→ **Written instruction**
Count the lines of the data below that contain the string "daisy", treating uppercase and lowercase as different. Reply with the number alone.

(Records excerpted from a collection)
-*-*-
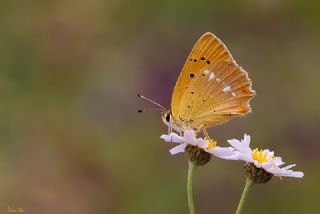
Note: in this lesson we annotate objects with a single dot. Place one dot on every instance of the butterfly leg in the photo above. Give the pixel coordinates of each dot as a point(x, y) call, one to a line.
point(205, 133)
point(170, 127)
point(202, 129)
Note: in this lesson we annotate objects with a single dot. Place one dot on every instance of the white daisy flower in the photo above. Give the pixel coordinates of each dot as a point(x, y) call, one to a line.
point(264, 159)
point(189, 138)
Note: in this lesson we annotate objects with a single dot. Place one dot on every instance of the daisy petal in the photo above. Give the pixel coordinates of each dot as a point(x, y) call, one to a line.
point(178, 149)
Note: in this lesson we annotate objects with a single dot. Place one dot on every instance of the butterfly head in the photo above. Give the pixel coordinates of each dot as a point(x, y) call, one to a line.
point(166, 117)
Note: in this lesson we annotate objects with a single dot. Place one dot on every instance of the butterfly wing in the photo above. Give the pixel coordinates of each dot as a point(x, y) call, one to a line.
point(218, 94)
point(207, 51)
point(210, 93)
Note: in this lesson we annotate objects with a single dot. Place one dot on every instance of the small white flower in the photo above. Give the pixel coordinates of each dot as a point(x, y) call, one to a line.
point(262, 158)
point(189, 138)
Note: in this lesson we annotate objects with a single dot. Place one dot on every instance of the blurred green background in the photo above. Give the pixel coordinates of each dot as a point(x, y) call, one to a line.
point(72, 142)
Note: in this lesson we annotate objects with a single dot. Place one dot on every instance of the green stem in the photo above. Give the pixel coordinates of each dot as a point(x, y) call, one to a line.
point(192, 166)
point(247, 187)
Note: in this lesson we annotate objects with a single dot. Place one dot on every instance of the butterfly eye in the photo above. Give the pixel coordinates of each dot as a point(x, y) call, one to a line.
point(168, 117)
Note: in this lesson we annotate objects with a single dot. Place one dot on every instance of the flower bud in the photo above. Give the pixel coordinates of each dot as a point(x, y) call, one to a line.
point(257, 175)
point(197, 155)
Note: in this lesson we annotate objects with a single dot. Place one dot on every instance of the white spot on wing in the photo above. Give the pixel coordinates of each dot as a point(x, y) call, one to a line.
point(227, 88)
point(211, 76)
point(206, 71)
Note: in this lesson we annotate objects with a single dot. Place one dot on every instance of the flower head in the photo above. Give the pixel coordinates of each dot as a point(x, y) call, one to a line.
point(197, 148)
point(261, 159)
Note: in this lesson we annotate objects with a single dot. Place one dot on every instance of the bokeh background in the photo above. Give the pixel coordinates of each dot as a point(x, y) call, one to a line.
point(72, 142)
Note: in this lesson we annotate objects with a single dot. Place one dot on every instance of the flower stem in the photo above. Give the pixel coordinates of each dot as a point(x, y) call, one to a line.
point(247, 187)
point(192, 166)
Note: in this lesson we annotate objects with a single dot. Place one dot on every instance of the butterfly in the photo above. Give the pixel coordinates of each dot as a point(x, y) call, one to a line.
point(211, 88)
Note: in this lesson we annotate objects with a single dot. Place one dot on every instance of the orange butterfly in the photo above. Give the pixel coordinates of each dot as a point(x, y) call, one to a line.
point(210, 90)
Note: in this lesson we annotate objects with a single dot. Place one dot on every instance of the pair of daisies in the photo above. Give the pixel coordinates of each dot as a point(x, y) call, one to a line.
point(239, 150)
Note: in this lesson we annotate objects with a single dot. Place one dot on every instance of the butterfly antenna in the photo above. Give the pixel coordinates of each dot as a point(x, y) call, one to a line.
point(152, 109)
point(151, 101)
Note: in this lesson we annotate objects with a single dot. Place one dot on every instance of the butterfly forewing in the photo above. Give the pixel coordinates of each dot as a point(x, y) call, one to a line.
point(207, 51)
point(210, 93)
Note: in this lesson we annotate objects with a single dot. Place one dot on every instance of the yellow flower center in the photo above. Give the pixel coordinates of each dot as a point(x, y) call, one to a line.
point(212, 144)
point(260, 157)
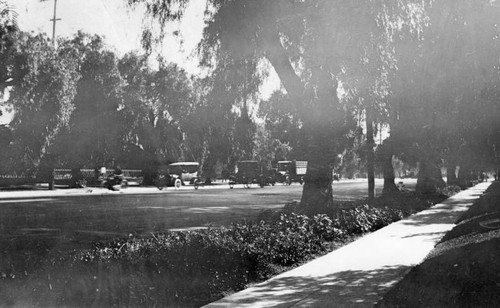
-*-*-
→ **Response to the task**
2